[SET PROBLEM] Return only the lines starting at the line that contains "One point goes on every instance of the office" and ending with the final line of the listing; include both endpoints.

[MATERIAL PROVIDED]
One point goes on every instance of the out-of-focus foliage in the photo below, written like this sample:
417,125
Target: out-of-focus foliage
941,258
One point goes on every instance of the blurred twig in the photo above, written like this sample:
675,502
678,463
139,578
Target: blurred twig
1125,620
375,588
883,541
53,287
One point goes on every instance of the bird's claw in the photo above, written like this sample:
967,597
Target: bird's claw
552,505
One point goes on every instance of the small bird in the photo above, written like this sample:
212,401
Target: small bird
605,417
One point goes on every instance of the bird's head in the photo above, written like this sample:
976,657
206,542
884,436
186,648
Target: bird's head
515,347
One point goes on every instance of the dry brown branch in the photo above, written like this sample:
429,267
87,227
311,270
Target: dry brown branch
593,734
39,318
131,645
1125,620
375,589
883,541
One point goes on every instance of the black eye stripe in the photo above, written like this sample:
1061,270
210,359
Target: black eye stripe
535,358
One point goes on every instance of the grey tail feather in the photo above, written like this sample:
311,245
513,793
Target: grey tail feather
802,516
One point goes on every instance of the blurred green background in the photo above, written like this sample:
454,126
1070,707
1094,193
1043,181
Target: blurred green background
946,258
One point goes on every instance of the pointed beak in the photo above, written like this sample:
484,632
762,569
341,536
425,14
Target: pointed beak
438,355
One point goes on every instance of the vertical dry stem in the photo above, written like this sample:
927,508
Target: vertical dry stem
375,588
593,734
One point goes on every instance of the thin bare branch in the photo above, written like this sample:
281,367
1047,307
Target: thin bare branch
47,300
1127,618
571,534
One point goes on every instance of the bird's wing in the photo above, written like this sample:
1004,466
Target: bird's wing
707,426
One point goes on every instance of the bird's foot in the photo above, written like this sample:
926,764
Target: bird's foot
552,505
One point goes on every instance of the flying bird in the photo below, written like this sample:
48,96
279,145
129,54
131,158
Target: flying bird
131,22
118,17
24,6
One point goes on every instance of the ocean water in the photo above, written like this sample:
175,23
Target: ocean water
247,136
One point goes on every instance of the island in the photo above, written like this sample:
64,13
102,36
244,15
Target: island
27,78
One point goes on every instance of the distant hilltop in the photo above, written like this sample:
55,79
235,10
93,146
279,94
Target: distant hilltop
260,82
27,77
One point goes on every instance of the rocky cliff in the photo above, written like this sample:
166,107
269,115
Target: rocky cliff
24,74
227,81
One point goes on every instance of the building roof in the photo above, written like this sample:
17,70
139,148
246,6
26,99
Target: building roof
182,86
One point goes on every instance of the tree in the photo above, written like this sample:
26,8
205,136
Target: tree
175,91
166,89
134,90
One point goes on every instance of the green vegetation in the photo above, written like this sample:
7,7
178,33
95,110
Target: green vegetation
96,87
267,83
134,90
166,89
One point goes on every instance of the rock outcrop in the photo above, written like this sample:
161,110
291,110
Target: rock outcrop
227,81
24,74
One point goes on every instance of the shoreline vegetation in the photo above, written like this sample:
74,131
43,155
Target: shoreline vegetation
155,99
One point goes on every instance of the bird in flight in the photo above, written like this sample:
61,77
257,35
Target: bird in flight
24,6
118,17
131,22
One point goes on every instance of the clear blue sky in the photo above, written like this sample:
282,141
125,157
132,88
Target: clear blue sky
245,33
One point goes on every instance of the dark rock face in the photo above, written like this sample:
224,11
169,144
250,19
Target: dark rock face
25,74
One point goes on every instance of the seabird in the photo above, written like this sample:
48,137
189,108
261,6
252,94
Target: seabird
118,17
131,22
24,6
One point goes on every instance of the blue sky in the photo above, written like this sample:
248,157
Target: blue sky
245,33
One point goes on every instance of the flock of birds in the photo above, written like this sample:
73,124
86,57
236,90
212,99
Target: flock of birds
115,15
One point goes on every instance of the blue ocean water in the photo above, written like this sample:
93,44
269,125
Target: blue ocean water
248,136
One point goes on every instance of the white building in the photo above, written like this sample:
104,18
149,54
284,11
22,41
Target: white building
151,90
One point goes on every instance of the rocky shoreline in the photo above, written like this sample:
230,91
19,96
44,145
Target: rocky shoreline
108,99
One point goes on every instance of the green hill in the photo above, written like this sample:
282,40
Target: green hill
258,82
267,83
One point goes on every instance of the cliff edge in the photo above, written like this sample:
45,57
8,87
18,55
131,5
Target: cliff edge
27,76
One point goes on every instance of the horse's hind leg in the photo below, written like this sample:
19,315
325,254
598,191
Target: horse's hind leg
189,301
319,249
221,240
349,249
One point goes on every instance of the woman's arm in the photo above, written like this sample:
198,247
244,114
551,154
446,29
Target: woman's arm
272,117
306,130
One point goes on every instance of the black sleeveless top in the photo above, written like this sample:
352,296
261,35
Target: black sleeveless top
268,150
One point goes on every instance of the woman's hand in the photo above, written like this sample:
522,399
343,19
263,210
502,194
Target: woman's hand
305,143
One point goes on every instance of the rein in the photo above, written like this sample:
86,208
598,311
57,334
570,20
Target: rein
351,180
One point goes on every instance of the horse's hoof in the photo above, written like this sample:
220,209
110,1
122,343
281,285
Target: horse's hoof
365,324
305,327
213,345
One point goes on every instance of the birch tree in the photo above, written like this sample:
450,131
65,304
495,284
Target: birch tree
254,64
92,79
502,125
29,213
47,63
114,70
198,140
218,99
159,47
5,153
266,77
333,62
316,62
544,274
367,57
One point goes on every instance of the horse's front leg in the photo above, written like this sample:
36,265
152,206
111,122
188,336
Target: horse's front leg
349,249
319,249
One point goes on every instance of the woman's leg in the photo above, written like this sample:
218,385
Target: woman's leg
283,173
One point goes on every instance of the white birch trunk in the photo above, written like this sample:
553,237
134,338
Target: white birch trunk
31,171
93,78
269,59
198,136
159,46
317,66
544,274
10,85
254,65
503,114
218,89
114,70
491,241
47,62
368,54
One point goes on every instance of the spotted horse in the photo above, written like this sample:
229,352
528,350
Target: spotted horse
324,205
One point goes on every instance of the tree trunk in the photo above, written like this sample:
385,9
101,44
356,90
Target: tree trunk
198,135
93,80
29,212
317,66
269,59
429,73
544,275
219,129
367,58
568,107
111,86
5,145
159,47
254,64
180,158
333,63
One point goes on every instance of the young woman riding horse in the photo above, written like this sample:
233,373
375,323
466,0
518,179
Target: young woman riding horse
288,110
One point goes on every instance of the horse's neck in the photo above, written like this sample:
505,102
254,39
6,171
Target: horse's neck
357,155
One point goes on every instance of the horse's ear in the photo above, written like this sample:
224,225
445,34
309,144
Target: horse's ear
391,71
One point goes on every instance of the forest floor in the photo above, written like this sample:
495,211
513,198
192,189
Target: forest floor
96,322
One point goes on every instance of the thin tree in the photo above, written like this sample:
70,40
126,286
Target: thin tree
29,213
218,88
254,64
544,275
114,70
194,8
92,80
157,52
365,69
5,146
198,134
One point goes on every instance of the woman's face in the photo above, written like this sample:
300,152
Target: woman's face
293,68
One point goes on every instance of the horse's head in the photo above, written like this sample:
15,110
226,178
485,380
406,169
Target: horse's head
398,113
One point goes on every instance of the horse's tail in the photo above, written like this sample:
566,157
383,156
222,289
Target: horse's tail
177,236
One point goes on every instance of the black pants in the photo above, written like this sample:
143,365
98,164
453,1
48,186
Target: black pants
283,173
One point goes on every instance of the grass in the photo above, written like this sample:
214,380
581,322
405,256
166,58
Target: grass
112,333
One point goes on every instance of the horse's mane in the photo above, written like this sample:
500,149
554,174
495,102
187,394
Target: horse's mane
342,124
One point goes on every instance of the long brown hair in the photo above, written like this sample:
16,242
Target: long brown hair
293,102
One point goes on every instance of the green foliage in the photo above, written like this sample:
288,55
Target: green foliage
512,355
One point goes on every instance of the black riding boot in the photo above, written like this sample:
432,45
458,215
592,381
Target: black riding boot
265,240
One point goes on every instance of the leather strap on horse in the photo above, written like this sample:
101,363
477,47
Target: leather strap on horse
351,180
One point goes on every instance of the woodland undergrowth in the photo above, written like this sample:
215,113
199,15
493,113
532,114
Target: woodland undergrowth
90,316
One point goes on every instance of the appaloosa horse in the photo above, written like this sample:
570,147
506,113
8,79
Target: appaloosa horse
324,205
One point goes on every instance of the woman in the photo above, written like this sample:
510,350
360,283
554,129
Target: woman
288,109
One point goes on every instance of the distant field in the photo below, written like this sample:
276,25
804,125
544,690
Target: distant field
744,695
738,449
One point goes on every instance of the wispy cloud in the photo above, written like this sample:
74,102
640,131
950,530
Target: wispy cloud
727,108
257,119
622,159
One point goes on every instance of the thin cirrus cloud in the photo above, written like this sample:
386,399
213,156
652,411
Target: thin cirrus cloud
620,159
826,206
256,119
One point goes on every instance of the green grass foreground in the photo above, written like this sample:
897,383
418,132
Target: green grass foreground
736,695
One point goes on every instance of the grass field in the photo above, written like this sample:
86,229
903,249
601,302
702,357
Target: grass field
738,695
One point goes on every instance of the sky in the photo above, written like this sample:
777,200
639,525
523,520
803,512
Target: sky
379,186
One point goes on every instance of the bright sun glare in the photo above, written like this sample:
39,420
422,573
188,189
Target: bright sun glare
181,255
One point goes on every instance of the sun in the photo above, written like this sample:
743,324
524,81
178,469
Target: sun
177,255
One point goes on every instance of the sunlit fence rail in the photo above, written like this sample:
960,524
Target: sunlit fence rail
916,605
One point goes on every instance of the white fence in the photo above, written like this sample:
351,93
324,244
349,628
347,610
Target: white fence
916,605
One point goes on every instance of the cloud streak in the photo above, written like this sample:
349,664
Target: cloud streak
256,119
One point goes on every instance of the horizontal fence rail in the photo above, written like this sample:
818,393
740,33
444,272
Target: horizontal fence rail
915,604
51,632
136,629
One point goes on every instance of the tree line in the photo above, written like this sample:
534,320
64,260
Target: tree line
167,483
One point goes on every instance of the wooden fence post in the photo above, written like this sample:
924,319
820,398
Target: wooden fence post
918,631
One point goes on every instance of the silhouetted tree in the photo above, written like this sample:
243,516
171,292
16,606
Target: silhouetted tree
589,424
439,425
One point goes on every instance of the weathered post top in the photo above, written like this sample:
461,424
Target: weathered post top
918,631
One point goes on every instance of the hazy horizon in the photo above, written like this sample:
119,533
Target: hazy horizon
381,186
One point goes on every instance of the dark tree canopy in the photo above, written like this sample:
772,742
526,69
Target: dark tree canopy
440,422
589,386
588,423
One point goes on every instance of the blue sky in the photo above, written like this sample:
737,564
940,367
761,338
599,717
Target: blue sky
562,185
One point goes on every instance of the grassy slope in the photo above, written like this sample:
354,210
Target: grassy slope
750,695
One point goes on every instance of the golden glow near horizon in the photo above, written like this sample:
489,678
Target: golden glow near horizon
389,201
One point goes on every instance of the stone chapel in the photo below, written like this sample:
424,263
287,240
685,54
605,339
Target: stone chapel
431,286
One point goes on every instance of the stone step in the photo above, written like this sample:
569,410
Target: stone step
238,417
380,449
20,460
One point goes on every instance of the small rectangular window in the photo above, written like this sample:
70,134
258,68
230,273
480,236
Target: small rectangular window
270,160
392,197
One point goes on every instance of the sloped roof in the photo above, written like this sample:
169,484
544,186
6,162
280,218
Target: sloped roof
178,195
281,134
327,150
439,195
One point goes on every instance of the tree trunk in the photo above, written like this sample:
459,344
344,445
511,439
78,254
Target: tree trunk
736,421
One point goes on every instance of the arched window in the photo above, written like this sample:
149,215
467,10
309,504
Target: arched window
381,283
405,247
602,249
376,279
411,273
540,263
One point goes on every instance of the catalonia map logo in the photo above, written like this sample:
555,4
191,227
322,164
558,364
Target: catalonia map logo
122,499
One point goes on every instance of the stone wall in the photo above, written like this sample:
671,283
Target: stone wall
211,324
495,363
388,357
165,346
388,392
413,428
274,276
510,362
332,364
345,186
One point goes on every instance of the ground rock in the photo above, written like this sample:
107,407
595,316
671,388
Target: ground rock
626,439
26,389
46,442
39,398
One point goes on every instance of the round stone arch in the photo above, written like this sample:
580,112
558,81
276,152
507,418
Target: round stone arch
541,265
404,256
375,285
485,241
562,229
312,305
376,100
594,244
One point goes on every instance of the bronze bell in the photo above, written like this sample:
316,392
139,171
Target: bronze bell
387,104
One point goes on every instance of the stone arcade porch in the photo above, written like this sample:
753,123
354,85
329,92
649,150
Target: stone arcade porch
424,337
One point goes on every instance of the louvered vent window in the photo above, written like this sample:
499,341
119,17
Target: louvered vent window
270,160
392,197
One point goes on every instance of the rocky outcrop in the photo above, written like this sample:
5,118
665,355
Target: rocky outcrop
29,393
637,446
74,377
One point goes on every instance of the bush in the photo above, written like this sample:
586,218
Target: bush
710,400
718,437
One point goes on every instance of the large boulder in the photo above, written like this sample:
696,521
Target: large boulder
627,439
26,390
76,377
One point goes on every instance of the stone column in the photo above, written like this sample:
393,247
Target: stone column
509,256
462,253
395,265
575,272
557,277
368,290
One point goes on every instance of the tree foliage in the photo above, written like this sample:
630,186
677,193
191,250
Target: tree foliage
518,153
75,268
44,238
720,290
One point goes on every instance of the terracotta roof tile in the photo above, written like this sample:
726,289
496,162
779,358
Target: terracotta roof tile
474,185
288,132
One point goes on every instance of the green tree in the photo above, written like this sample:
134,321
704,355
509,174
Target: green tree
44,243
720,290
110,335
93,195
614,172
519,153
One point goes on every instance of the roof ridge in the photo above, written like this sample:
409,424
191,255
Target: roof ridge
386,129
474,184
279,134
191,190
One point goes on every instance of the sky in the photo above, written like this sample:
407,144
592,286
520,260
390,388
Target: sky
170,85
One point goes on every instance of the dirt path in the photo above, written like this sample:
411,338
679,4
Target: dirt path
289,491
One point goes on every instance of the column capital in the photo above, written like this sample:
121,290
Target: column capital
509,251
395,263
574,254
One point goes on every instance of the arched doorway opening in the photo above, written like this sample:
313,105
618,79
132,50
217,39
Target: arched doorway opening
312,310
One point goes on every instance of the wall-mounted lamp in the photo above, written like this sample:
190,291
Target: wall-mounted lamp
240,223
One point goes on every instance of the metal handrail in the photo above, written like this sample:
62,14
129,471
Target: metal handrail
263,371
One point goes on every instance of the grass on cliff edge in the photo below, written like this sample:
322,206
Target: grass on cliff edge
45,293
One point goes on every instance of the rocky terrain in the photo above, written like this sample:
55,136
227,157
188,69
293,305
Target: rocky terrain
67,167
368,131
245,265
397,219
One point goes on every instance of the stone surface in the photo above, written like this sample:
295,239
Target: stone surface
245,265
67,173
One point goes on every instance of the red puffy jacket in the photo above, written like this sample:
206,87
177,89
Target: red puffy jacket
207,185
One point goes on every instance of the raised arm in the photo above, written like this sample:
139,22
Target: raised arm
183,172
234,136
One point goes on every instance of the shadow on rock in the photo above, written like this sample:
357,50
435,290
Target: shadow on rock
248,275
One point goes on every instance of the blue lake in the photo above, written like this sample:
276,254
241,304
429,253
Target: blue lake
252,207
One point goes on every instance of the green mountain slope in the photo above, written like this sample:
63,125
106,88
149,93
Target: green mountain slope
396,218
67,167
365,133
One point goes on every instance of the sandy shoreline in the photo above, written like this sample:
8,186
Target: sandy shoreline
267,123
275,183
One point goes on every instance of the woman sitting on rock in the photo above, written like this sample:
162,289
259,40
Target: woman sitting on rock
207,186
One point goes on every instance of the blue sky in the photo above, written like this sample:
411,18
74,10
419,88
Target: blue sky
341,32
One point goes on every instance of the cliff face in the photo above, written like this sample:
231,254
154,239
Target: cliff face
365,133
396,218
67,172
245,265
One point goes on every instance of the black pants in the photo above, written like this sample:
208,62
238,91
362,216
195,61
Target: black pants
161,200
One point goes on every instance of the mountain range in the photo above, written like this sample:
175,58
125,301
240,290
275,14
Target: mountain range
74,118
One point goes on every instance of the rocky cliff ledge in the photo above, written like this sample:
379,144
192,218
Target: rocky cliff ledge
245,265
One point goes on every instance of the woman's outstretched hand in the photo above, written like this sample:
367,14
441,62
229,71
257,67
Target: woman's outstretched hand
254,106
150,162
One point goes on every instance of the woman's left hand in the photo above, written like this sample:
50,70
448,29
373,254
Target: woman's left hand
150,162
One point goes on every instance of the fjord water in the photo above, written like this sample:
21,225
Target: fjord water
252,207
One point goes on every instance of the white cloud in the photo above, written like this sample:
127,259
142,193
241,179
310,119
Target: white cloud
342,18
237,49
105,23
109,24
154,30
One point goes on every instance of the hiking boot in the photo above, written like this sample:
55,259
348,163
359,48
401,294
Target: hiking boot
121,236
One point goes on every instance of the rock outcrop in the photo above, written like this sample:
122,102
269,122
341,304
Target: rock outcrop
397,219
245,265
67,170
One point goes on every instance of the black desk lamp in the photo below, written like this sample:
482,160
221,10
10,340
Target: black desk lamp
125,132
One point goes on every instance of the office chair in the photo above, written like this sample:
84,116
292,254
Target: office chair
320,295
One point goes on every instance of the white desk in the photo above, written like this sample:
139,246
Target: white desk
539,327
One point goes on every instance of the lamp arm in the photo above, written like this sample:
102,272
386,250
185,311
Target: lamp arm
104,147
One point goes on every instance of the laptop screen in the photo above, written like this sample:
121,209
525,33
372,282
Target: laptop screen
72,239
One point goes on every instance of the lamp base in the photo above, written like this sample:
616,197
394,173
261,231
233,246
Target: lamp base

[EXERCISE ANSWER]
One point goes on every instance of the office chair in the photo above, written like this sample:
84,116
292,254
Target: office chair
320,295
One point goes on every instance of the white desk in the photo above, written like this sample:
139,246
Target: white desk
539,327
One point goes on every instance of the lamp arm in the photo above, written like this sample:
102,272
386,250
185,311
Target: lamp arm
104,147
One point goes on every instance of the laptop screen in the photo above, written like this sample:
121,209
525,33
372,282
Target: laptop screen
72,239
One point goes on every instance of the lamp base in the photo above, written like this sample:
616,197
394,173
261,231
233,246
Target: lamp base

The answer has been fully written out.